Dataset extract:
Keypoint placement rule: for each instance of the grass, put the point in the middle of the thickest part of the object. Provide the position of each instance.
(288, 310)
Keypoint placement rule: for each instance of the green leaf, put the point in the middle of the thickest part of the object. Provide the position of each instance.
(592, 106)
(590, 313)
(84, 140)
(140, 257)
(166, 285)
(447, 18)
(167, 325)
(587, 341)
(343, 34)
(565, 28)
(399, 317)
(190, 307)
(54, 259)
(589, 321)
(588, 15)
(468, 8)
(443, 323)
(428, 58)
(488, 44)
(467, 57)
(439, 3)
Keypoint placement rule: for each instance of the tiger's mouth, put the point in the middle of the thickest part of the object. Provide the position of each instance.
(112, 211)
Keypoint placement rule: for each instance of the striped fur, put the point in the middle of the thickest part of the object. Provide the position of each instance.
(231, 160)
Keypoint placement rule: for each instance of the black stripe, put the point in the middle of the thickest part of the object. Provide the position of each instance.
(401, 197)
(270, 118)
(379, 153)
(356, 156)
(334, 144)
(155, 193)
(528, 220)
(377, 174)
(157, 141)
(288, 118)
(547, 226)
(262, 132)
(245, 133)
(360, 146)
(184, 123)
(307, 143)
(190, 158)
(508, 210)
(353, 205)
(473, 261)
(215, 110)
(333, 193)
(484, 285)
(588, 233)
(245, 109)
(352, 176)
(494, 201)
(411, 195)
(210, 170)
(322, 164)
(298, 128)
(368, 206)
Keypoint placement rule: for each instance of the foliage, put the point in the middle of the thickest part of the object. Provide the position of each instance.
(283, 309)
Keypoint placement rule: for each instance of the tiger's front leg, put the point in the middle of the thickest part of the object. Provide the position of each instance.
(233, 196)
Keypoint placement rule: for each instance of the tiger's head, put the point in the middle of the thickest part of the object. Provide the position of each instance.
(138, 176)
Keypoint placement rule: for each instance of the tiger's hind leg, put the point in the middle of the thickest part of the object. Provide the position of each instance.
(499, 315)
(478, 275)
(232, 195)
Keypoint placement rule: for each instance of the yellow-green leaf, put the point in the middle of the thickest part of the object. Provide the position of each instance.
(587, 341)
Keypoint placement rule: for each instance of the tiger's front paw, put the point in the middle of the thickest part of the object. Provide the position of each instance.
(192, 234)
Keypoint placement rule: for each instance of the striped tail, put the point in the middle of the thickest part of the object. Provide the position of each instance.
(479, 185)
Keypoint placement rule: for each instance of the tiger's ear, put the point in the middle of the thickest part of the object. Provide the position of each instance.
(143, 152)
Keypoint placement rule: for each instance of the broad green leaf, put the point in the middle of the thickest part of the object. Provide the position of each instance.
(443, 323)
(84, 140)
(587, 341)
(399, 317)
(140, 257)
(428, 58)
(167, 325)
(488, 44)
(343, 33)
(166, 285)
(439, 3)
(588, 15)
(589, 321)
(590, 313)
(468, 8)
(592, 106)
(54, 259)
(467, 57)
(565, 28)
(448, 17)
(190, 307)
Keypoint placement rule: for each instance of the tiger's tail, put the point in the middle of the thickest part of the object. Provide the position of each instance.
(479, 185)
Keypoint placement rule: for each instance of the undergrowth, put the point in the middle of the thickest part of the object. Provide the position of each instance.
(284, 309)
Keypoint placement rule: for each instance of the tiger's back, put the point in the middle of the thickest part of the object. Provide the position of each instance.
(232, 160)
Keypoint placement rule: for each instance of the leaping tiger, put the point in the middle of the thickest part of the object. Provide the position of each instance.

Task directions: Copy all of the records above word for word, line by line, without changing anything.

Expected answer:
Keypoint placement rule: for each instance of the grass, put the point in the middle of the thickest part of the object. Provide the position of each instance.
(288, 310)
Keypoint placement rule: for each instance of the green leaf, put the point in the middle of the thickest part of the object. Provide the position of each instance.
(592, 106)
(590, 313)
(84, 140)
(140, 257)
(166, 285)
(447, 18)
(167, 325)
(587, 341)
(343, 34)
(565, 28)
(399, 317)
(190, 307)
(54, 259)
(589, 321)
(588, 15)
(468, 8)
(443, 323)
(428, 58)
(488, 44)
(467, 57)
(439, 3)
Keypoint placement rule: for each instance of the tiger's mouth, put the point in the middle of the thickest part of the object. Provide the position of each instance.
(112, 211)
Keypoint placement rule: for each instance of the striped fur, put the point in the middle of the thickest part of the object. Provide the position of each instance.
(231, 160)
Keypoint placement rule: for each instance of the black stripe, put the point in the middle of the thickest part of the object. Provide the position of each instance.
(401, 197)
(270, 118)
(379, 153)
(356, 156)
(334, 144)
(155, 193)
(528, 220)
(377, 174)
(157, 141)
(288, 118)
(547, 226)
(262, 132)
(245, 133)
(360, 146)
(184, 123)
(307, 143)
(190, 158)
(508, 210)
(353, 205)
(473, 261)
(215, 110)
(333, 193)
(484, 285)
(588, 233)
(245, 109)
(352, 176)
(494, 201)
(411, 195)
(210, 170)
(322, 164)
(298, 128)
(368, 206)
Keypoint placement rule: for each instance of the foliage, put the point in the middle of the thickest part of the object. Provide the position of each instance.
(283, 309)
Keypoint placement rule: for each instance of the tiger's front leg, put the point in the middle of the thickest part of the object. Provide the position of each instance.
(233, 196)
Keypoint placement rule: for each instance of the tiger's head, put the point in the middle of the thickest part of the object. Provide the position of each instance.
(138, 176)
Keypoint placement rule: for each instance of the tiger's hind leg, put the point in the middle of the thickest part of the object. Provide the position of each instance.
(499, 315)
(478, 275)
(232, 195)
Keypoint placement rule: for each instance of the yellow-green leaf, put the point in the middle of the thickest part of the object. Provide the position of each instance.
(587, 341)
Keypoint placement rule: for each instance of the tiger's front paw, put the point in the middle of the thickest part of the object. Provide the position of each instance.
(192, 234)
Keypoint placement rule: for each instance of the striped tail, put the point in the middle of the thickest part of the object. Provide the position of each instance.
(479, 185)
Keypoint placement rule: for each instance of the tiger's ear, put the point in the middle of the thickest part of the object. Provide the position of each instance.
(143, 152)
Keypoint placement rule: for each instance of the broad green leaf, put the point in the middle of the thickest part of the object. Provide the position of each instance.
(443, 323)
(84, 140)
(587, 341)
(399, 317)
(140, 257)
(428, 58)
(167, 325)
(488, 44)
(343, 33)
(166, 285)
(439, 3)
(588, 15)
(589, 321)
(590, 313)
(468, 8)
(592, 106)
(54, 259)
(467, 57)
(565, 28)
(448, 17)
(190, 307)
Keypoint placement rule: for each instance of the tiger's tail, put the point in the middle of the thickest part of the object. Provide the position of each instance.
(479, 185)
Keypoint placement rule: for each instance of the undergrowth, put the point in the middle of the thickest part of the object. Provide the position of each instance.
(284, 309)
Keypoint placement rule: for each instance of the tiger's back, put the point in the middle of the thickest part of the object. Provide the position of each instance.
(232, 160)
Keypoint placement rule: for each instance of the leaping tiger, put the point in the middle of the thickest part of the object. Provide the position of each instance.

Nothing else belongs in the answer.